- GIVEN INSTRUCTION
Reproduce the data exactly.

- GIVEN DATA
══════════
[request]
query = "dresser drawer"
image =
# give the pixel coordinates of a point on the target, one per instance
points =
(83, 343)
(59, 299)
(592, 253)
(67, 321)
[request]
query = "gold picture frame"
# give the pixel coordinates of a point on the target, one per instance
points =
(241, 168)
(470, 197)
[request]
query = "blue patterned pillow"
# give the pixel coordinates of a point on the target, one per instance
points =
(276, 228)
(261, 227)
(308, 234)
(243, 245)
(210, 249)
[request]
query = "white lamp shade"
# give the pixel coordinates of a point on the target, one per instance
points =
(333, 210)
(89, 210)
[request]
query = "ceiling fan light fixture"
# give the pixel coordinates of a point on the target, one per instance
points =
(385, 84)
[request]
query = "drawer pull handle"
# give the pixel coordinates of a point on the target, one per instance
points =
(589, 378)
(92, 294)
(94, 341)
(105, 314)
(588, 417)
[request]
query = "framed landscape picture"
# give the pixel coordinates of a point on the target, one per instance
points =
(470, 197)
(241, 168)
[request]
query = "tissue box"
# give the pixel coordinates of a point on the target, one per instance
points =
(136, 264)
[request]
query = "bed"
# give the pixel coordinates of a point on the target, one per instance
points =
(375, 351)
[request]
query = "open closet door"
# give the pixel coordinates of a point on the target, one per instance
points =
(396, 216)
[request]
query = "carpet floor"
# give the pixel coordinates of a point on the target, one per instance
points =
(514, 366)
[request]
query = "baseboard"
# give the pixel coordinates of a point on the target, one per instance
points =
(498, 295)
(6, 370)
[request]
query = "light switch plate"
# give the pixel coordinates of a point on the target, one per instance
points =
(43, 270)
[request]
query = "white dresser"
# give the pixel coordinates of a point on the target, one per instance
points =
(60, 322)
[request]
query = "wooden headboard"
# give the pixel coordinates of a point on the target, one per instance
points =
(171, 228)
══════════
- FULL OUTPUT
[request]
query = "dresser drawer"
image =
# give the pixel coordinates of a point on the target, one per instance
points =
(83, 343)
(59, 299)
(592, 253)
(67, 321)
[request]
query = "gold picture frame"
# give the pixel coordinates of a point on the target, one per instance
points =
(241, 168)
(470, 197)
[request]
query = "blue patterned pillow"
# give the pixel coordinates of a point on the target, one per instance
points =
(276, 228)
(261, 227)
(308, 234)
(243, 245)
(210, 249)
[request]
query = "white lamp shade"
# give the pixel coordinates of a point on the target, one per instance
points =
(333, 210)
(89, 210)
[request]
query = "ceiling fan light fixture"
# give the pixel coordinates of a point on the target, one per instance
points =
(385, 84)
[request]
query = "drawer pull handle"
# give the pixel coordinates of a point on the target, one per instance
points =
(589, 378)
(92, 294)
(94, 341)
(105, 314)
(588, 417)
[request]
query = "framed landscape picture"
# give the pixel coordinates of a point on the target, one per instance
points =
(470, 197)
(241, 168)
[request]
query = "tissue box"
# give the pixel coordinates of a point on the target, one per instance
points =
(136, 264)
[request]
query = "bed"
# give the pixel coordinates of a point on the target, one per instance
points =
(375, 351)
[request]
query = "open closet door"
# give the pixel coordinates of a point on the target, one per instance
points =
(396, 216)
[request]
query = "carpet floor"
# give the pixel coordinates of a point on the target, one per instance
points =
(514, 366)
[request]
query = "baseboard"
# give the pixel coordinates of a point on the target, one per instance
points =
(498, 295)
(6, 370)
[request]
query = "light switch plate"
# give the pixel coordinates of a point on the target, one per instance
points =
(43, 270)
[request]
query = "white dresser"
# give the pixel coordinates of a point on the target, one per instance
points =
(60, 322)
[request]
query = "wooden headboard"
# give the pixel coordinates of a point on the target, one per instance
points =
(171, 228)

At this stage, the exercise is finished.